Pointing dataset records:
- - -

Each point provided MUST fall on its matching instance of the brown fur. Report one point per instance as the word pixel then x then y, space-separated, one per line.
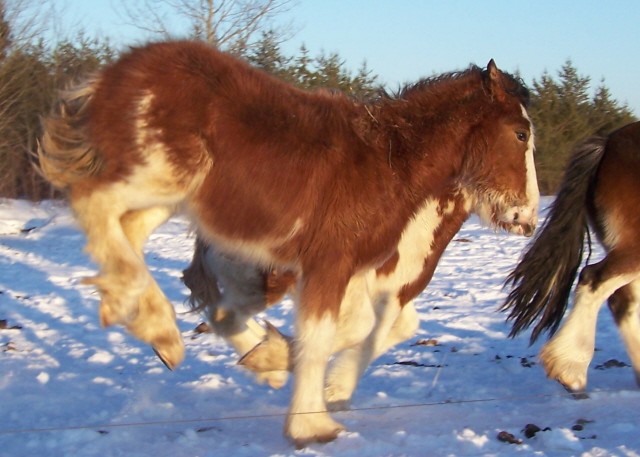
pixel 312 182
pixel 600 189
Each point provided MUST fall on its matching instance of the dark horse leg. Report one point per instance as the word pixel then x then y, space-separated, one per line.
pixel 624 305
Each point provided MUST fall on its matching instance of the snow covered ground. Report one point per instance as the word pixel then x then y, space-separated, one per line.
pixel 71 388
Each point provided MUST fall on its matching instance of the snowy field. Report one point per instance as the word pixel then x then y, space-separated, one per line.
pixel 71 388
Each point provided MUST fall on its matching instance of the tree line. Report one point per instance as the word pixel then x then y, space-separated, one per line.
pixel 564 110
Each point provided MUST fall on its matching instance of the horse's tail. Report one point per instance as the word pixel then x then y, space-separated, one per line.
pixel 65 153
pixel 542 281
pixel 200 280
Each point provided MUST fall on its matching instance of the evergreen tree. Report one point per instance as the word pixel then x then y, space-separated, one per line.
pixel 563 114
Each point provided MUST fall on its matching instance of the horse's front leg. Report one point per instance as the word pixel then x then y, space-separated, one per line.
pixel 566 357
pixel 315 328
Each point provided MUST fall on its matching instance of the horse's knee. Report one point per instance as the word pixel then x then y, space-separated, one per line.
pixel 590 276
pixel 619 304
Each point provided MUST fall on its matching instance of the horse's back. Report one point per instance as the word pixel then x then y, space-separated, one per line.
pixel 617 188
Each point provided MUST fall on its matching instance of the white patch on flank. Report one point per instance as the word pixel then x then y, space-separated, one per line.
pixel 415 246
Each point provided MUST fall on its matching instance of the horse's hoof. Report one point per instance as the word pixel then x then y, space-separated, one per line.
pixel 162 359
pixel 273 353
pixel 339 405
pixel 576 394
pixel 170 355
pixel 275 379
pixel 305 429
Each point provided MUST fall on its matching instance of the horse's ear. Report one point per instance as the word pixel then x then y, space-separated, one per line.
pixel 493 80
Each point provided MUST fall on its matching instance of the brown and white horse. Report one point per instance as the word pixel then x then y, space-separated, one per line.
pixel 232 291
pixel 600 189
pixel 315 183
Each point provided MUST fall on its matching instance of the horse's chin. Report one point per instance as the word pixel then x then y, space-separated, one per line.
pixel 517 229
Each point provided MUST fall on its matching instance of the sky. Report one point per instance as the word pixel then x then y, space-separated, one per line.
pixel 404 40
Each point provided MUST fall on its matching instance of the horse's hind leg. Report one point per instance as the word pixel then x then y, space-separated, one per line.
pixel 308 420
pixel 123 275
pixel 130 296
pixel 567 355
pixel 155 321
pixel 624 305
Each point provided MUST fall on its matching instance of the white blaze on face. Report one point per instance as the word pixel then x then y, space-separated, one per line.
pixel 533 193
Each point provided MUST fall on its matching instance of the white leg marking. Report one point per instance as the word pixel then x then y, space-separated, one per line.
pixel 567 355
pixel 308 421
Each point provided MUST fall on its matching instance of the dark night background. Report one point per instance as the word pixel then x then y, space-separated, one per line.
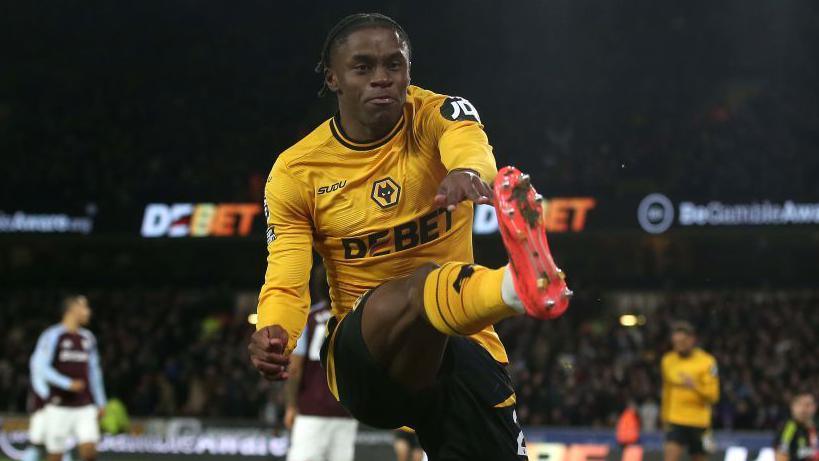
pixel 120 104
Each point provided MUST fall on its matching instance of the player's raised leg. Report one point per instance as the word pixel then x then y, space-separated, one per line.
pixel 406 321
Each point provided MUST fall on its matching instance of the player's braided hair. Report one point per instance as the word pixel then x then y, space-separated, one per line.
pixel 345 27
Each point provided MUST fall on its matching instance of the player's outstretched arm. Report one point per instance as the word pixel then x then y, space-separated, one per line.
pixel 41 363
pixel 460 185
pixel 95 380
pixel 268 352
pixel 284 300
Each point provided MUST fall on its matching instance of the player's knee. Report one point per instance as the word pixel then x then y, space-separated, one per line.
pixel 415 295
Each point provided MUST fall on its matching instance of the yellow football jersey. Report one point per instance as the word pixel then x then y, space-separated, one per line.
pixel 368 210
pixel 681 404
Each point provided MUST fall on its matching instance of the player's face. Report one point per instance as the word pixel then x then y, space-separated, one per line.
pixel 369 72
pixel 682 342
pixel 82 311
pixel 804 408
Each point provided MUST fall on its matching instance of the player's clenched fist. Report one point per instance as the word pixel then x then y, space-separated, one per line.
pixel 267 348
pixel 460 185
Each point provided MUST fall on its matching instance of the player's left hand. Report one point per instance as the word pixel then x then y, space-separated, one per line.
pixel 460 185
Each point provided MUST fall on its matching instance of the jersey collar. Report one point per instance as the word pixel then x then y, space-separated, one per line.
pixel 346 141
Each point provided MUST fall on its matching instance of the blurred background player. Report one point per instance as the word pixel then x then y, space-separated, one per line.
pixel 406 446
pixel 320 428
pixel 797 440
pixel 690 389
pixel 67 358
pixel 38 396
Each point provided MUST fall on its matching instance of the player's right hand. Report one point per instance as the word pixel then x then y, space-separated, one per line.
pixel 290 417
pixel 267 352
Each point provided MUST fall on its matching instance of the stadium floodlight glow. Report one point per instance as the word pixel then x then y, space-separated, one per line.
pixel 629 320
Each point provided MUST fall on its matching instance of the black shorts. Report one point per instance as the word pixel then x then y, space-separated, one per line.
pixel 468 414
pixel 687 436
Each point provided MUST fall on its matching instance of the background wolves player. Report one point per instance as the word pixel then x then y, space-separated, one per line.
pixel 384 191
pixel 320 428
pixel 67 358
pixel 690 388
pixel 797 440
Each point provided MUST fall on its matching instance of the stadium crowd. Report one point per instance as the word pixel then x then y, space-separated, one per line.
pixel 183 352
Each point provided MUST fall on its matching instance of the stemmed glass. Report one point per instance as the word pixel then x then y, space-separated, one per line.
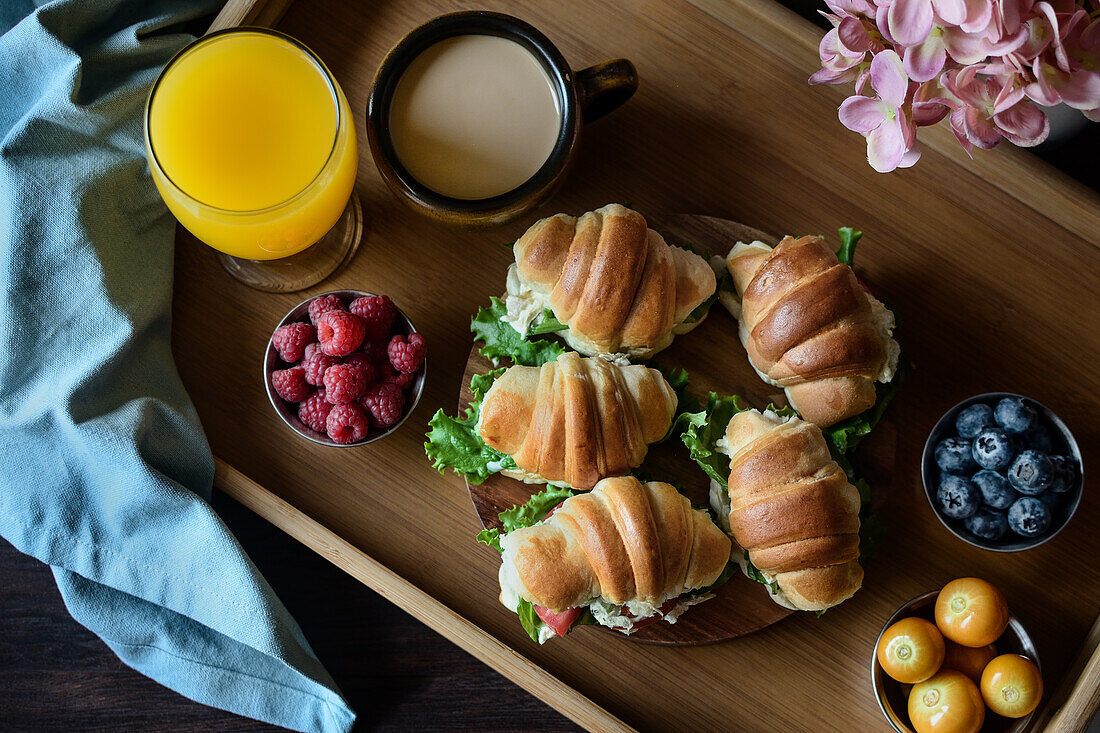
pixel 252 145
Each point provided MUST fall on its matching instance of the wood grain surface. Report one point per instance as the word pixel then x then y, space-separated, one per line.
pixel 991 264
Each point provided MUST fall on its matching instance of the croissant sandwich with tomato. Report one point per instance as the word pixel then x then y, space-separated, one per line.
pixel 625 555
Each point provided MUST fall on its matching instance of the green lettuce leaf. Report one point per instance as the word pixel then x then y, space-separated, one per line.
pixel 755 573
pixel 849 238
pixel 846 435
pixel 453 441
pixel 702 430
pixel 546 324
pixel 525 515
pixel 529 620
pixel 679 380
pixel 501 339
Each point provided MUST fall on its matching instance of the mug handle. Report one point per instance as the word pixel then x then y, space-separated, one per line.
pixel 604 87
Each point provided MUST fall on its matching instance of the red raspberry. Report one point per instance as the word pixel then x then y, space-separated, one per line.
pixel 314 411
pixel 340 332
pixel 377 312
pixel 375 350
pixel 385 402
pixel 347 423
pixel 292 339
pixel 322 305
pixel 290 383
pixel 400 379
pixel 344 383
pixel 407 356
pixel 371 371
pixel 315 362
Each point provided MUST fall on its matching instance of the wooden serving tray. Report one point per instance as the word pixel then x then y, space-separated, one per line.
pixel 992 263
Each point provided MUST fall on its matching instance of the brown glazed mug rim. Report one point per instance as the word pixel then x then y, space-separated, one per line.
pixel 484 210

- - -

## EXERCISE DIRECTIONS
Without the pictures, repeat all the records word for word.

## WRITTEN ANSWER
Each point provided MUST fall on its matching instance of the brown fur. Report one point per instance as the word pixel then x then y, space-separated, one per line.
pixel 312 182
pixel 600 189
Each point provided MUST fall on its matching instance of the dark horse leg. Report one point per instance as the word pixel then x then y, space-separated, one per line.
pixel 624 305
Each point provided MUST fall on its matching instance of the snow covered ground. Report one point per instance as the word pixel then x then y, space-separated, one per line.
pixel 71 388
Each point provided MUST fall on its matching instance of the snowy field. Report one point per instance as the word pixel then x then y, space-separated, one per line.
pixel 71 388
Each point provided MUST fall on its matching instance of the tree line. Report one point per instance as the word pixel then x then y, space-separated, one per line.
pixel 564 110
Each point provided MUST fall on its matching instance of the horse's tail. Report one point per instance as the word pixel then x then y, space-separated, one per line.
pixel 65 153
pixel 542 281
pixel 200 280
Each point provided MUST fall on its matching instance of the evergreen tree. Report one point per instance as the word pixel then x then y, space-separated, one per line.
pixel 563 114
Each point provided MUST fall on its matching instance of the horse's front leg. Report one point per instance as the word pixel then x then y, space-separated, one per line.
pixel 566 357
pixel 315 328
Each point provided MUST fall on its matching instance of the horse's knee. Report one point per instance as the word pixel then x then y, space-separated, one per line.
pixel 590 276
pixel 619 304
Each point provided MUST fall on its matching instance of the horse's back. Report one point per instance as the word pixel then x then y, space-separated, one per line.
pixel 617 188
Each point provided MUST fall on its matching instance of the white patch on flank. Report one point per instance as the word pixel then x then y, space-separated, one per line.
pixel 415 246
Each point provided MUST fall on its matching instance of the horse's hoof. Report one point per instance as the word pixel then x then y, space-separated, one per line.
pixel 162 359
pixel 273 353
pixel 339 405
pixel 576 394
pixel 170 355
pixel 275 379
pixel 305 429
Each point provided MUST fall on its matching instance of the horse's ear. Report one point per instance as the word pixel then x then y, space-separated, one per line.
pixel 493 80
Each point provided MUST fall on its matching instance of the brown and white horse. Report one point per instance as the word pixel then x then y, space-separated, one per line.
pixel 232 291
pixel 600 189
pixel 315 183
Each point provided MUST fall on its matching instance of the horse's chin. Report one point per instance as the word pixel then x then y, space-separated, one per line.
pixel 517 229
Each point provided MUST fall on its matching instance of the sky. Report one point per instance as the word pixel then x then y, space-separated, one per line.
pixel 404 40
Each point provided MUST fall on its matching instance of the horse's hind leg. Report one point per instance as the word pixel then x then y, space-separated, one per line.
pixel 308 420
pixel 123 275
pixel 130 296
pixel 567 355
pixel 155 321
pixel 624 305
Each point provided MUST fall on its matching instance of the white blaze on face. Report one point per instance as the word pixel then x then y, space-separated, one per line.
pixel 533 193
Each point provided MUST fall on its matching instance of the white leg marking. Report one point per instance as the word pixel then x then y, space-separated, one per line.
pixel 567 355
pixel 308 421
Each point provided MUST fall on its matching instance of the dark night background. Report one point per instance as the word pixel then x then y, space-separated, one per line.
pixel 120 104
Each point provided MUST fall on its matching instance of the player's raised leg. Report one point per instance as the word pixel then x then y, space-separated, one per line.
pixel 406 321
Each point provided MUST fall on its matching instance of the player's braided hair. Report one point per instance as the word pixel then x then y, space-separated, one per line.
pixel 345 27
Each point provided MUST fall on its matching instance of the player's outstretched arm. Report one point per instance as the word pixel then x then y, space-separated, one per line.
pixel 41 363
pixel 460 185
pixel 95 380
pixel 268 352
pixel 284 300
Each point provided MUST fall on its matching instance of the player's knee. Report one point per instance as the word pixel then x then y, space-separated, one per line.
pixel 415 295
Each point provided MUST fall on its matching instance of the yellow football jersey. Report one point per instance as the word pixel then x then y, space-separated, one per line.
pixel 368 210
pixel 681 404
Each point provided MUST fall on its matching instance of the player's face. Report one point per instance as the word pixel then x then y, space-separated, one per line.
pixel 369 72
pixel 682 342
pixel 82 311
pixel 804 408
Each point provided MUST fall on its matching instance of the player's clenched fist. Report one point per instance as the word pixel then x then y, space-separated, one per line.
pixel 267 348
pixel 460 185
Each point provided MUST fall on its matching instance of the player's left hand. Report one point per instance as the word pixel then x then y, space-separated, one per line.
pixel 460 185
Each point provided MUST fall on its matching instance of the jersey collar. Report one point per instance as the word pixel then x then y, space-separated, one per line.
pixel 346 141
Each point provided MUST fall on its matching instance of the blurred background player. Report one point per instance as the word pixel then x then y, space-separated, one per line.
pixel 406 446
pixel 320 428
pixel 797 440
pixel 690 389
pixel 67 358
pixel 38 396
Each point provided MUST fall on its matching instance of the player's right hand. Report one point per instance as the word pixel then x then y, space-separated, one per line.
pixel 290 417
pixel 267 352
Each point provided MUST fall on its matching instance of the stadium floodlight glow. Report one point per instance as the word pixel then x then y, space-separated, one per line.
pixel 629 320
Each point provided MUST fall on its matching instance of the black shorts. Report one point per instance as the word pixel then x then y, space-separated, one per line.
pixel 468 414
pixel 687 436
Each point provided MUST fall on its matching instance of the background wolves player. Report one point per instance as the word pixel then x then y, space-separated, one per line.
pixel 384 191
pixel 320 428
pixel 67 358
pixel 690 388
pixel 797 440
Each point provided MUST fall on its matching instance of the stadium crowd. Report one point per instance as the word pixel then x then y, space-separated, one per line.
pixel 183 352
Each point provided MUST fall on its matching instance of the stemmed glass. Report one point per instance as the word pixel then x then y, space-separated, one per line.
pixel 252 145
Each point provided MUST fall on its matching instance of the wood grain surface. Report one point per instance as the word pixel then x then y, space-separated, one per line.
pixel 991 264
Each point provided MUST fall on its matching instance of the croissant sandwich with tomato. Report one point per instance as the word pixel then x then y, space-separated, one per line.
pixel 625 555
Each point provided MUST fall on its matching instance of the green lettuce leaf. Report one point per instance as the word pixel then x then y, space-separated, one per line.
pixel 755 573
pixel 849 238
pixel 846 435
pixel 453 441
pixel 702 430
pixel 546 324
pixel 525 515
pixel 529 620
pixel 679 380
pixel 501 339
Each point provided MUST fall on its matching instance of the mug handle. Report one point per instance as the word pixel then x then y, space-separated, one per line.
pixel 604 87
Each point provided MUST fall on its matching instance of the red raspberry. Report one point per instance as the word pixel then x then y, space-separated, one per line.
pixel 314 411
pixel 340 332
pixel 377 312
pixel 375 350
pixel 385 402
pixel 347 423
pixel 292 339
pixel 322 305
pixel 290 383
pixel 400 379
pixel 344 383
pixel 407 356
pixel 371 371
pixel 315 362
Each point provided MUST fall on its matching instance of the wooden serving tray. Report one point per instance as the word pixel then x then y, space-separated, one per line.
pixel 992 263
Each point provided MUST fall on its matching instance of the brown glazed mug rim. Report one point per instance as the word pixel then x then y, space-separated, one per line.
pixel 484 210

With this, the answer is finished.